Passage to read:
(Oct. 6, 2:28 p.m.) For the second consecutive year, Arizona politicians have balanced the state budget by grabbing funds paid by growers.

This time, the growers are fighting back in court.

A coalition of agricultural groups filed suit, charging the raid on research funds violates the U.S. and Arizona constitutions.

“We’re very hopeful; we believe we have a good case,” said AnnaMarie Knorr, Arizona governmental affairs manager for Irvine, Calif.-based Western Growers.

The funds targeted in the suit support the Arizona Iceberg Lettuce Research Council, the Arizona Grain Research Fund and the Arizona Citrus Research Council Fund, Knorr said.
Over the last six years, spending by Arizona lawmakers has outpaced actual growth and inflation by $2 billion, Knorr said. The state’s fiscal 2009 budget of $9.9 billion includes $11 million transferred from a variety of boards and commissions to the general fund, more than $500,000 of that amount from agriculture, she said.

“Farmers should not be forced to foot the bill for irresponsible budgeting,” Knorr said.

The suit asks the court to halt further transfers of the funds and to reimburse the groups for the money that has already been taken.

The next step in the lawsuit, filed in early September by Western Growers, the Arizona Farm Bureau Federation, the Arizona Wheat Growers Association and the Yuma Fresh Vegetable Association, is for the state to respond. Then, the coalition will file a motion for a summary judgment, said Robert Shuler, lobbyist for Western Growers.

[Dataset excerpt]
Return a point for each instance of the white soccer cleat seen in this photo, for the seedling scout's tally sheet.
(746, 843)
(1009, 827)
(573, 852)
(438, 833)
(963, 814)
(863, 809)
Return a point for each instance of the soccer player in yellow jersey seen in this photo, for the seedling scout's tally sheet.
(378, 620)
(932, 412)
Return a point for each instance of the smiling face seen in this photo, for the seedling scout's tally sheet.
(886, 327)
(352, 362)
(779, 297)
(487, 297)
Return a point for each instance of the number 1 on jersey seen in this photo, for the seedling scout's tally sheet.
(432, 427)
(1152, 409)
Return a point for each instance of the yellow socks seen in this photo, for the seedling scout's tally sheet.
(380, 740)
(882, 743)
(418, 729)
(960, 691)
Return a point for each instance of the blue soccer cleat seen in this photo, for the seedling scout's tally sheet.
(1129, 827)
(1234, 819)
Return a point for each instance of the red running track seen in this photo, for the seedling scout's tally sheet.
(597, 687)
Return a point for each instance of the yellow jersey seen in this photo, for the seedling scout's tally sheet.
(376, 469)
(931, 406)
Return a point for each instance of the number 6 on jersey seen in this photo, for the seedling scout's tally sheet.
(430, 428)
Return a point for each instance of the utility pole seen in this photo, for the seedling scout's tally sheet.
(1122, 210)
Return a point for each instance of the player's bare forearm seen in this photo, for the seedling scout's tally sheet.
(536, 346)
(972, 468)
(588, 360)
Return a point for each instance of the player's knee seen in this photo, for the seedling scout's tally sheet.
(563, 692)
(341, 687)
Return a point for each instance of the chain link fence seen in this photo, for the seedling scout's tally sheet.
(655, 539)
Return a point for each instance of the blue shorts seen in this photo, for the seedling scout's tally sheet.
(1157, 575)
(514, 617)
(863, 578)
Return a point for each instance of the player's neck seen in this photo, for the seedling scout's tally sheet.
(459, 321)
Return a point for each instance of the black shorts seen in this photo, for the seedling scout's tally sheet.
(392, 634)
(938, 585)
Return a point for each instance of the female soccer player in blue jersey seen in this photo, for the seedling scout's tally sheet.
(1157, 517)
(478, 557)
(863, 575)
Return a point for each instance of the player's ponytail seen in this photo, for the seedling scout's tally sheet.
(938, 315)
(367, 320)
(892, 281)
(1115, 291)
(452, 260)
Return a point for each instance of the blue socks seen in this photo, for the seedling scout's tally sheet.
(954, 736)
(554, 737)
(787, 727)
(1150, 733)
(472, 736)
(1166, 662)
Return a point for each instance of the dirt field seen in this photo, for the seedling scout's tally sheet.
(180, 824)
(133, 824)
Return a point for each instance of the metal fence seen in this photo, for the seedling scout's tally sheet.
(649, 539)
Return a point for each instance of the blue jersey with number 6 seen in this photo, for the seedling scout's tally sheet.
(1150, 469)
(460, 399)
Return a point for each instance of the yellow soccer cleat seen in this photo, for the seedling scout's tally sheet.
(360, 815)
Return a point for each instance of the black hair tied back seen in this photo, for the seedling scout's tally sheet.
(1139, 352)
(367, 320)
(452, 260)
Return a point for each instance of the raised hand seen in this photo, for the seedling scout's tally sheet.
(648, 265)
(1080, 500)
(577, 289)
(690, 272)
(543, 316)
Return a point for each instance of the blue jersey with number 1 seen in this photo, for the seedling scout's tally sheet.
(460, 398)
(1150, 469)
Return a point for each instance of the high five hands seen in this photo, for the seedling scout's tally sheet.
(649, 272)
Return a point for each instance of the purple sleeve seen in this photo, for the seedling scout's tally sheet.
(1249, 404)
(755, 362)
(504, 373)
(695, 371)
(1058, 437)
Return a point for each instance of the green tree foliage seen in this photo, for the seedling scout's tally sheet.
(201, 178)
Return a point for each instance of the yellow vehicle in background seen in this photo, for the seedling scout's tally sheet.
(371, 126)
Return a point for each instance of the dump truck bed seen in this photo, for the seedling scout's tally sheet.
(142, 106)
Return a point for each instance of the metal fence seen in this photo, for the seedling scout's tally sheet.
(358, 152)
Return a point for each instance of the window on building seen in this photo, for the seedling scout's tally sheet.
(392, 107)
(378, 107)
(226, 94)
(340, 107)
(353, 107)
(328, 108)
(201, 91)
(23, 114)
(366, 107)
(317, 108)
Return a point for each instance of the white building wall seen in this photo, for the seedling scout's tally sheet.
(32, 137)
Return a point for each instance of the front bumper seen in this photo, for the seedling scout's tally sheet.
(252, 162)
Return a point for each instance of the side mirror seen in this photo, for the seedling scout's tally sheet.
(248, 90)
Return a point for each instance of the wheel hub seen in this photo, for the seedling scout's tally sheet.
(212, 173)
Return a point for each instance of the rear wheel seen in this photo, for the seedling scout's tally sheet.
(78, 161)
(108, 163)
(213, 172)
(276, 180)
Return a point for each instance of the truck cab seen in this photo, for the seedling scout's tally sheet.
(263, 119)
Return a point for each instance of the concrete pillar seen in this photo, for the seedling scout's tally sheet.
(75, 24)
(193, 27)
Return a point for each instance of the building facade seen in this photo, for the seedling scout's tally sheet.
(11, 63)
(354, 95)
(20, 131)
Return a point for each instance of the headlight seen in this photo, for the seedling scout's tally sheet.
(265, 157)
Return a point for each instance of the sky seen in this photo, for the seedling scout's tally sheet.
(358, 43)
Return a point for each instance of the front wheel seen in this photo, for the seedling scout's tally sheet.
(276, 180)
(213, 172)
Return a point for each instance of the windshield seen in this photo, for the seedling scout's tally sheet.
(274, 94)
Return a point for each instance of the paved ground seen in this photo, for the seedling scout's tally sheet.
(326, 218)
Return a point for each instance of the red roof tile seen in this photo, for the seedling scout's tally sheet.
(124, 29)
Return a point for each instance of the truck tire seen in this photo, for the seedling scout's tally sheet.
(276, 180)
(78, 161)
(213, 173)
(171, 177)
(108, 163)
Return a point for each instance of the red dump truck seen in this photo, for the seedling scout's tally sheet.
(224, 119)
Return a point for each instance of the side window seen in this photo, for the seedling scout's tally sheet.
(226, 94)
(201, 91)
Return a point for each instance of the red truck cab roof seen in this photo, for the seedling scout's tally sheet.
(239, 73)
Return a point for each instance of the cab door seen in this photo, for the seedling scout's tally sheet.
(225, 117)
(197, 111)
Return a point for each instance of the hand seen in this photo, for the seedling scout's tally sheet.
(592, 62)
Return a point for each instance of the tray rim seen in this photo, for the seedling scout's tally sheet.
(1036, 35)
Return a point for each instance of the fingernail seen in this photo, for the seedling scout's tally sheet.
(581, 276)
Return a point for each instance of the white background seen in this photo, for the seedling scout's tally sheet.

Objectives:
• a. Name every organization that the article on the Arizona growers' lawsuit says filed the suit in early September.
• b. Please carry the article on the Arizona growers' lawsuit forward from its final sentence.

Answers per task:
• a. Western Growers, the Arizona Farm Bureau Federation, the Arizona Wheat Growers Association, and the Yuma Fresh Vegetable Association.

• b.
For fiscal 2008, Arizona lawmakers dipped into the state department of agriculture’s regulatory funds, such as pesticide regulation license fees. The logic provided last year to the department and to growers, Shuler said, was that the programs were run so efficiently that excess regulatory funds could be taken without affecting the programs.

This year, the politicians became more aggressive.

“They took even more funds, cut the department of agriculture’s general fund contribution by $1.1 million and, then gave the department the authority to raise fees on those same regulatory funds to offset the general fund cut,” Shuler said.

What is most frustrating for growers, Knorr said, is that the state is “sweeping” funds that have been generated by voluntary grower fees and earmarked for research.

“These funds go for research in the state’s $9 billion ag industry,” Knorr said.

The sweeping of voluntary funds is not new to Arizona, Shuler said. A similar tactic was used in 2000 when the target was the Mobile Homeowners Property Relocation Fund. That effort resulted in a lawsuit, and the lawmakers backed down, he said.

Nearly 20 years ago, California politicians attempted to use a similar ploy to sweep regulatory funds to balance the state budget, Shuler said. The resulting outrage among growers’ groups forced the lawmakers to abandon the plan, he said, and the California legislature eventually passed a law directing voluntary grower fees be placed in trust accounts that are impervious to political sweeping.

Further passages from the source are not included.